### PROBLEM STATEMENT:
Can you put the lines of the entries below into a JSON list of strings, one string per line with blank lines left out? Start at the line containing "Expected: for every instance of the gray" and stop at the end of the entries.

++++ GIVEN INFORMATION ++++

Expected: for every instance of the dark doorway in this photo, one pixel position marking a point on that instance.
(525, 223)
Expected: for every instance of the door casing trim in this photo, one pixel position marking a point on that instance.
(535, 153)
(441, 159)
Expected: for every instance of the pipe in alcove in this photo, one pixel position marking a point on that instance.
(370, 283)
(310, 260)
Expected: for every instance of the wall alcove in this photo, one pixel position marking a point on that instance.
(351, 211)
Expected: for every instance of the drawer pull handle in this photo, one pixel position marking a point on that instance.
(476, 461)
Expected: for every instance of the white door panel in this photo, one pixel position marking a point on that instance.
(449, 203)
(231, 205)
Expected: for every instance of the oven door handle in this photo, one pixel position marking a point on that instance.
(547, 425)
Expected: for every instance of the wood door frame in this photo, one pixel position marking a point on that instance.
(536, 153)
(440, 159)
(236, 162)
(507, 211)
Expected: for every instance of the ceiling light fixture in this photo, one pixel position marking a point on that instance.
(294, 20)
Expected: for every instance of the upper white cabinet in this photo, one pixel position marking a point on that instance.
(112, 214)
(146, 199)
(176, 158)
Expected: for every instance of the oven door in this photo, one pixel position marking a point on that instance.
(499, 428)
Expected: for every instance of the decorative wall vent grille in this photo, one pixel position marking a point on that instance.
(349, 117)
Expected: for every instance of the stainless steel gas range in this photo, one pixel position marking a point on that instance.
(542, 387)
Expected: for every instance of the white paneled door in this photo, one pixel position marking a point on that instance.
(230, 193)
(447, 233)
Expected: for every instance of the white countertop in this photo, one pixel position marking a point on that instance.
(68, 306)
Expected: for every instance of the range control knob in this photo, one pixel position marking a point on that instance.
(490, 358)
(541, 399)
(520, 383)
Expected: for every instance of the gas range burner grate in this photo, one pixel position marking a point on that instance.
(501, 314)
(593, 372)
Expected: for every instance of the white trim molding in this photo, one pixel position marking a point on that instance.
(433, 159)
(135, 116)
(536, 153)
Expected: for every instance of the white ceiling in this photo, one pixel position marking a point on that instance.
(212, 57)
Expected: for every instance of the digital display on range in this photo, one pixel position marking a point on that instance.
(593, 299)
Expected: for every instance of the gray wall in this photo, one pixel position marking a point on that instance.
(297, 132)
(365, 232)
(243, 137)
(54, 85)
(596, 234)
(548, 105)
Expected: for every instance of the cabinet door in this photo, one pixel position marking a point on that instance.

++++

### OUTPUT OF THE TASK:
[
  "Expected: for every instance of the gray wall in this photo, one pixel position marking a point on that instance.",
  "(297, 132)",
  "(365, 232)",
  "(243, 137)",
  "(54, 85)",
  "(596, 234)",
  "(548, 105)",
  "Expected: for every instance of the cabinet door in this photo, one pixel position marking a point on that instance."
]